Given passage:
= = = =

DG: But the thing is, I think it’s Winogrand who said, “Sometimes the hardest thing to photograph is the thing that looks most dramatic.” To make a picture of it that’s as dramatic as it is is really difficult. I’m startled by how I was able to take pictures of things that look dramatic. This time, my pictures looked as interesting as it was.
Were you aware at the time that you were capturing something in amber?
DG: I didn’t understand at that age what time was. At 22, I didn’t think I was going to live to see 1984. I went back in 1986, or ‘85, with my wife and I wanted to show her where I took the pictures. I was looking for the people in my pictures and they were gone. I was so naive. It hits me. They got older and died. Or things happened. The place was run down completely … the Scarface era. It occurred to me that this will be a great thing to show to people that I got inside this little world. If photography taught me anything it’s that things disappear.
Kitsch isn’t the right word, but the subjects in your photographs display this dazzling array of wild, garish fabric patterns—geometric, floral, animal print, all kinds of stuff—and this riot of outlandish sunglasses.

= = = =

Supplied records:
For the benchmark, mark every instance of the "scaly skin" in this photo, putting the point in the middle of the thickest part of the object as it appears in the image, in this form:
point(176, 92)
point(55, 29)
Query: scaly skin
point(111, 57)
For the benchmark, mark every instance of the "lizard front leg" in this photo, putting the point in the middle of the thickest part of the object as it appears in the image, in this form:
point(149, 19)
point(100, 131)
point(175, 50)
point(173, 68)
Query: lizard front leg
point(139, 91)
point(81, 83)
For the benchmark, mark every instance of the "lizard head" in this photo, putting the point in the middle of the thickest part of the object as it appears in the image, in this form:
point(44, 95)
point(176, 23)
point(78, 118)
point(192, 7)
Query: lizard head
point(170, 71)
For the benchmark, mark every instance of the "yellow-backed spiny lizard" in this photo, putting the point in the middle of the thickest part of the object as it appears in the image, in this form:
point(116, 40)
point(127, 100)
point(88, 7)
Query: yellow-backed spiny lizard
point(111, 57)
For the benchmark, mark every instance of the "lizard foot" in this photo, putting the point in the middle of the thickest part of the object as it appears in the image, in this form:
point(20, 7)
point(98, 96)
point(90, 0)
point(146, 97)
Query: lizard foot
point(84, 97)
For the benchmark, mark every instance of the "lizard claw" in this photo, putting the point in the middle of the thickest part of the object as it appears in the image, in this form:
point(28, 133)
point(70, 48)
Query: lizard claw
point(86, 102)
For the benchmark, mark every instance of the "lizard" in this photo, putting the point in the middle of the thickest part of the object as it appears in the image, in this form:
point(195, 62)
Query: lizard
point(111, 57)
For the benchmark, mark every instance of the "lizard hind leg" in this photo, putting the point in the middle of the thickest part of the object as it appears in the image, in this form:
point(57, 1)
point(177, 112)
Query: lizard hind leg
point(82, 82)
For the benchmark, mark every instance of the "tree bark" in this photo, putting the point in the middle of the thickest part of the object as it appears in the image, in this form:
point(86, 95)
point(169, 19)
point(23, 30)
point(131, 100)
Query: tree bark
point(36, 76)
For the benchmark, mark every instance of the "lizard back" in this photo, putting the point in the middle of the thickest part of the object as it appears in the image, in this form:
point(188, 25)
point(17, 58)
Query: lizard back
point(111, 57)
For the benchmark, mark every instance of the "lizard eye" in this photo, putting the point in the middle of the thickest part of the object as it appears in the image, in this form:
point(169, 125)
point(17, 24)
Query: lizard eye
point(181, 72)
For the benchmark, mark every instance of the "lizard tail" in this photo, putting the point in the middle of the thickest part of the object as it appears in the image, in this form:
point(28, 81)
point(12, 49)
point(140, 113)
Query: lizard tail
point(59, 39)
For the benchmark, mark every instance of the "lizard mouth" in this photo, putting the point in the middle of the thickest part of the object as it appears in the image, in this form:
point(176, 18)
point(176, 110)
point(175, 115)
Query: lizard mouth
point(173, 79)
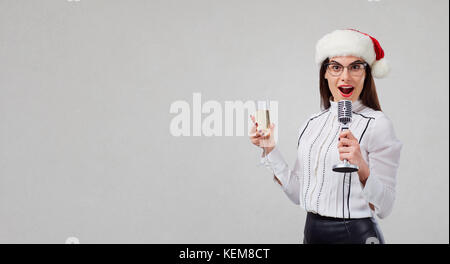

= = = =

Your assignment:
From the photography interview above, extract everything from "Kitsch isn’t the" down to "of outlandish sunglasses.".

Worked solution:
Kitsch isn’t the right word, but the subjects in your photographs display this dazzling array of wild, garish fabric patterns—geometric, floral, animal print, all kinds of stuff—and this riot of outlandish sunglasses.